Challenge –
Reproduce all of the data below line for line, without changing a single character.

start

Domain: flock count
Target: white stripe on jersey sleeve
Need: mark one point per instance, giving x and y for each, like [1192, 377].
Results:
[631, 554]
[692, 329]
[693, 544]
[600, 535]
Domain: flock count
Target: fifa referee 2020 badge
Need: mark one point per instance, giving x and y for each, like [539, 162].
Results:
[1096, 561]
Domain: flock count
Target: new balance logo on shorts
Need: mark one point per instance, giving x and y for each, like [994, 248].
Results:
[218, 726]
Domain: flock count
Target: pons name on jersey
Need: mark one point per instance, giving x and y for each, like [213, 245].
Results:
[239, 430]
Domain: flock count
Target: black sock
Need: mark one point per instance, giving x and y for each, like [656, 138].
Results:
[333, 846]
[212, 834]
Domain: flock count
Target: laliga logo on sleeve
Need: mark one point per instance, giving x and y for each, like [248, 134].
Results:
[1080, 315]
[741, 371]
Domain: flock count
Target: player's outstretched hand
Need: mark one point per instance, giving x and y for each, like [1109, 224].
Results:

end

Response to the exercise –
Domain: flock count
Target: white stripe on jersey sleeve
Need: mark one point per instance, giving x and y for each, like [1192, 377].
Results:
[631, 554]
[692, 329]
[693, 544]
[600, 535]
Domain: flock count
Target: fifa referee 2020 badge
Need: mark one point per instance, giving x and y for each, like [539, 162].
Results:
[1096, 561]
Domain: flock count
Target: new balance logo on shorts
Need: mark one point per instance, giving x and y for each, like [994, 248].
Results:
[218, 726]
Domain: flock count
Target: pons name on jersey
Need: mark one point per instance, giving x and y for each, like [213, 245].
Results:
[239, 430]
Domain: flock count
Target: black sock
Need: mark one point per instance, giving x and y for each, like [656, 138].
Results:
[333, 846]
[212, 834]
Domain: flock count
Target: laliga logo on sleeve
Need: mark one point per instance, giving x and y for each, like [248, 134].
Results:
[1080, 315]
[741, 371]
Domain: flock count
Target: player's outstretched hand
Need: mark one point per instance, giving x and y for each, like [1109, 224].
Results:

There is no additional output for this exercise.